**TASK PROMPT**
With no edits of any kind, print each record that follows.
━━━━━━
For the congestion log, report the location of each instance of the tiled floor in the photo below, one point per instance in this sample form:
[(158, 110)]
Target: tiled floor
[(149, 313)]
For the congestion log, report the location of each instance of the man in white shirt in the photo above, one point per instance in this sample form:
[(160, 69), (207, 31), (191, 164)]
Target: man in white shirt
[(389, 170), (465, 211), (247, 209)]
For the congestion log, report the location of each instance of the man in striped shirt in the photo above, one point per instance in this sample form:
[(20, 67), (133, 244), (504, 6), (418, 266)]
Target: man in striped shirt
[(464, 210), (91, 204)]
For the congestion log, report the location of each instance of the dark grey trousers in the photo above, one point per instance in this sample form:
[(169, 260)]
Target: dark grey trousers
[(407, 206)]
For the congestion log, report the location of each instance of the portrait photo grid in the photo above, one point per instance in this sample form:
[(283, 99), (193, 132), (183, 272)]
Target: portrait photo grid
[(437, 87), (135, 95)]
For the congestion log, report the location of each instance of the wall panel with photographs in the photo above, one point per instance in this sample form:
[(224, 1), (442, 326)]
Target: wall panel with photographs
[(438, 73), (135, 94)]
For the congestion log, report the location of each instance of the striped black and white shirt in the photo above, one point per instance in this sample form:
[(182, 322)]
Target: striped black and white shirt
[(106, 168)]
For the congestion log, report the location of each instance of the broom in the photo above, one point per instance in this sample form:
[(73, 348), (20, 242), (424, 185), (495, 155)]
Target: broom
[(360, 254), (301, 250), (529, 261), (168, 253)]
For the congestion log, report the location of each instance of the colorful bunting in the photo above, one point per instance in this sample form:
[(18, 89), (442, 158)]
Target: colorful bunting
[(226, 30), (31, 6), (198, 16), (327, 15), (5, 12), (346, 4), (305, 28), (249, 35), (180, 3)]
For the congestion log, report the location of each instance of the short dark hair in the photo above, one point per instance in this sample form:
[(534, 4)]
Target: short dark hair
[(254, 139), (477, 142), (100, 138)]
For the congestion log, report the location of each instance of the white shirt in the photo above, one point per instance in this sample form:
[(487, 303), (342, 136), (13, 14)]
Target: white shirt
━━━━━━
**RESPONSE TO THE EXERCISE**
For the congestion log, report the location of each instance of the tiled floor in the photo below, one point per instance in this sample form:
[(158, 110)]
Target: tiled floor
[(149, 313)]
For the congestion log, report the location of each instance of the man in white shirt in the photo above, one point per instance in this sample form:
[(160, 69), (207, 31), (191, 164)]
Target: man in white shirt
[(389, 170), (465, 211), (247, 209)]
For the congestion log, report the location of each instance of the man in striped shirt in the photo above, one point per instance in this sample form:
[(20, 67), (133, 244), (504, 6), (418, 266)]
Target: man in striped shirt
[(464, 210), (91, 204)]
For the congestion log, report the location of each instance of the dark grey trousers in the photo above, one point per instance in this sample form:
[(169, 260)]
Target: dark grey trousers
[(407, 206)]
For the congestion log, report the location of each instance of the portrait photo grid in the photo above, one point per instance in this sample form:
[(283, 99), (193, 132), (183, 272)]
Target: portrait photo grid
[(437, 87), (135, 95)]
For the congestion log, report the location of each instance of the wall panel with photographs in the photo above, one point per instance in this sample form:
[(224, 1), (442, 326)]
Target: wall panel with photographs
[(438, 73), (135, 94)]
For the congestion log, report the location of each instance of the striped black and white shirt in the photo above, one point per instance in this sample form:
[(182, 322)]
Target: striped black and white shirt
[(106, 168)]
For the congestion log, report the location of each instance of the broom in the photo above, one point per instance in this sample form:
[(73, 348), (20, 242), (424, 185), (495, 155)]
Target: broom
[(360, 254), (301, 250), (529, 261), (168, 253)]
For the congestion log, report the location of each instance of the colorful bunting in the photo above, one point per instance in this sample form:
[(18, 89), (442, 158)]
Target: colorful bunting
[(226, 30), (31, 6), (198, 16), (327, 15), (5, 12), (346, 4), (305, 28), (249, 35), (180, 3)]
For the congestion log, report the location of each instance of the short dark hair in the photo above, one point per instance in this sample form:
[(534, 4)]
Target: short dark hair
[(254, 139), (477, 142), (100, 138)]
For the congestion log, report the location of each instance of the white shirt in the photo above, one point per instance in this sample form:
[(487, 303), (342, 136), (13, 14)]
Target: white shirt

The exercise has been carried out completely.